◆ **EXERCISE BRIEF**
Look through the records below for the line with "Point out every instance of the baby's eye in". Return that line and each one after it up to and including the line with "x=395, y=175", exactly.

◆ **DATA PROVIDED**
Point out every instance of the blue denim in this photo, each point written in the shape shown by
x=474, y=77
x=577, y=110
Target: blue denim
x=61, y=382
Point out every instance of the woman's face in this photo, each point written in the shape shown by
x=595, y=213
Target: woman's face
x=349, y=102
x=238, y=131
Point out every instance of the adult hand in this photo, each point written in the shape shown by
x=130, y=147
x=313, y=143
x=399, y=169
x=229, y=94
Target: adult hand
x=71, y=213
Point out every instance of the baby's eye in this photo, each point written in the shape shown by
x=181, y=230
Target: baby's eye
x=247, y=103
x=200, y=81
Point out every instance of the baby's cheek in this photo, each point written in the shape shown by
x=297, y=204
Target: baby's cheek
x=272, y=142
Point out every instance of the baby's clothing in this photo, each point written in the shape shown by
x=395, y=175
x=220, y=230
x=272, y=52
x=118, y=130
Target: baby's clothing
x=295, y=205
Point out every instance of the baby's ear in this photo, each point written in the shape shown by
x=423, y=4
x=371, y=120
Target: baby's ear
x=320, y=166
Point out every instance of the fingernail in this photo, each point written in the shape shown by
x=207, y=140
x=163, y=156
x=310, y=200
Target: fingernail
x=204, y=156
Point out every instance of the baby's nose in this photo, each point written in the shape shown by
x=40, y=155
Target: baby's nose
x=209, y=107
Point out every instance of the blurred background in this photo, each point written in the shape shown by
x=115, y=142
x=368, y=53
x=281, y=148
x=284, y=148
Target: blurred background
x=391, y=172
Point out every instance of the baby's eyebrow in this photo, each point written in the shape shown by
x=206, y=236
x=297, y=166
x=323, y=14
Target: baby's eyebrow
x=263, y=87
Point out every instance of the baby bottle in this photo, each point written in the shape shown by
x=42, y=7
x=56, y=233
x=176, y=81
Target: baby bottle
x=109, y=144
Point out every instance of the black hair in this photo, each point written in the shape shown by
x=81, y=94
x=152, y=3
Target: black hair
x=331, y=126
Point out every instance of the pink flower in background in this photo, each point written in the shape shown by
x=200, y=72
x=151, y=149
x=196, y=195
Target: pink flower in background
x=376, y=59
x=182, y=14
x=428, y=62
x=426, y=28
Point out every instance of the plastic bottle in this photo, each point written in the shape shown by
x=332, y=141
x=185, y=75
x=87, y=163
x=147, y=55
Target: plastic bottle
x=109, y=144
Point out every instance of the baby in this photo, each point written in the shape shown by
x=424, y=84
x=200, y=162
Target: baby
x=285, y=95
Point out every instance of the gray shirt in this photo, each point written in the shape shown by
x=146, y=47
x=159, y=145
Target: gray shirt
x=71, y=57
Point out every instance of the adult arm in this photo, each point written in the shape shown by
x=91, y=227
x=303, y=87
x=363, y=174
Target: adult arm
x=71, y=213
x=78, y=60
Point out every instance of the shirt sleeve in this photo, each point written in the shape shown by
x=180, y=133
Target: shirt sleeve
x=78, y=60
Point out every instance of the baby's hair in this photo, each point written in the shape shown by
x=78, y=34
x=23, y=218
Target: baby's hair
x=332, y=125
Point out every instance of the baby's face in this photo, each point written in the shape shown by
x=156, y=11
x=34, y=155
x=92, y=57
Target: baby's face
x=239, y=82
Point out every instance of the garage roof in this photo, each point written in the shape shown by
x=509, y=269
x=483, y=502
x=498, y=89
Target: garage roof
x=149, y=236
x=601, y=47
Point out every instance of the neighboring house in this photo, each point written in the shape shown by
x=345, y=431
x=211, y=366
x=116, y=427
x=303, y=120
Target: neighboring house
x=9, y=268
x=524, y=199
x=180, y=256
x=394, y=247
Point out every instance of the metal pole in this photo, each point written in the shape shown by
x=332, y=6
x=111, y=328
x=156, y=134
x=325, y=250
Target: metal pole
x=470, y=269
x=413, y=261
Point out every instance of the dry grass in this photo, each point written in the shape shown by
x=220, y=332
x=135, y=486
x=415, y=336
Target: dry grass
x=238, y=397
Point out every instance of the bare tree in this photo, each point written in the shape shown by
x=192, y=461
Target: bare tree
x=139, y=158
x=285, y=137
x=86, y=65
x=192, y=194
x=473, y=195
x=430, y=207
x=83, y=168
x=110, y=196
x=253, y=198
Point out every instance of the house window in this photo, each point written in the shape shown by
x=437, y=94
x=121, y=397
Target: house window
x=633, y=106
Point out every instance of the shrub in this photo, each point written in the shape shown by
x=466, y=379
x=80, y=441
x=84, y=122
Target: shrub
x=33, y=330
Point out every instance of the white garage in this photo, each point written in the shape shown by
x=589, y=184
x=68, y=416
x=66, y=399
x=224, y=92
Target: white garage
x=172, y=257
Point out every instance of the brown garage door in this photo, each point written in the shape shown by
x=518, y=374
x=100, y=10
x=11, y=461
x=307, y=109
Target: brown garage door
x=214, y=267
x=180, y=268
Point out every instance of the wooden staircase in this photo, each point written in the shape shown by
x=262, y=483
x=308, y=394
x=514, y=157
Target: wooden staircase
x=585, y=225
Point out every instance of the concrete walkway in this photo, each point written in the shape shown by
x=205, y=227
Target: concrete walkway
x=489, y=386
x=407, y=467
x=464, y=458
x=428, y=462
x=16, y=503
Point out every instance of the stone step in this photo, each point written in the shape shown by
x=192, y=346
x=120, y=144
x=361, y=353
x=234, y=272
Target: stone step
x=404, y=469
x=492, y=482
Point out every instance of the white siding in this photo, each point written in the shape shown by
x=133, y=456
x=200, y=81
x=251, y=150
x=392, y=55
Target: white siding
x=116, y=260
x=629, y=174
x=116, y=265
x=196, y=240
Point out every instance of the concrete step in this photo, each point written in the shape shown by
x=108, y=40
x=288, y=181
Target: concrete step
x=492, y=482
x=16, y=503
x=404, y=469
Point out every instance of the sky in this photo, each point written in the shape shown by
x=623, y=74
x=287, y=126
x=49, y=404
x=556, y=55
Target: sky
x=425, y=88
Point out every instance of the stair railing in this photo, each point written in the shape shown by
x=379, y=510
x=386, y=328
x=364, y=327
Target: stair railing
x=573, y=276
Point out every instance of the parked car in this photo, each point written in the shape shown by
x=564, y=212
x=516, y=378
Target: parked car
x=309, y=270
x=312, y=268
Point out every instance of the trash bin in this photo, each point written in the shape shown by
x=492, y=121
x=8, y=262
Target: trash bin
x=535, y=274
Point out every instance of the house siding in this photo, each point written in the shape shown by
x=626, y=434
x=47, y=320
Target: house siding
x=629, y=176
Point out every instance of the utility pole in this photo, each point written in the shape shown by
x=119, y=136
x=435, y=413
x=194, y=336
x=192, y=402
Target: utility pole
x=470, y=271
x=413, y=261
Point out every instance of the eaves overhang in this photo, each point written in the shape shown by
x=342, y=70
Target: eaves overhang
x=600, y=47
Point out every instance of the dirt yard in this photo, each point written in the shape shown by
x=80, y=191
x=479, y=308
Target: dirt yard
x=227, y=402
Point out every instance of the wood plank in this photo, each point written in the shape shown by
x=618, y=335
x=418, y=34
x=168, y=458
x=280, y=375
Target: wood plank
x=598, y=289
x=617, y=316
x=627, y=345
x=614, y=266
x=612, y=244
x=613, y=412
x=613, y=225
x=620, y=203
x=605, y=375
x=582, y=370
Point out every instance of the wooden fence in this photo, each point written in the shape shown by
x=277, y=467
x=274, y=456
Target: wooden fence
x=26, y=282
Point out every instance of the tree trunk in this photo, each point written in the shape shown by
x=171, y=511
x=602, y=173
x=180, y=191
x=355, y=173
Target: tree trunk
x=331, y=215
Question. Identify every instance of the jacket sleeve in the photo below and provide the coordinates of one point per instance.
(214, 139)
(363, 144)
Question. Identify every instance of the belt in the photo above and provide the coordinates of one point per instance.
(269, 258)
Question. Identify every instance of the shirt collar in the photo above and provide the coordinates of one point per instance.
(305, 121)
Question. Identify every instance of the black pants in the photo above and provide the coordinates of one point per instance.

◆ **RESPONSE BOX**
Point out every instance of the baby's eye in this photo, each point written in the shape shown by
x=181, y=230
Target: baby's eye
x=247, y=103
x=200, y=81
Point out every instance of the baby's cheek in this photo, each point written in the shape shown by
x=297, y=204
Target: baby's cheek
x=272, y=142
Point out every instance of the baby's clothing in this photo, each point written in the shape shown by
x=395, y=175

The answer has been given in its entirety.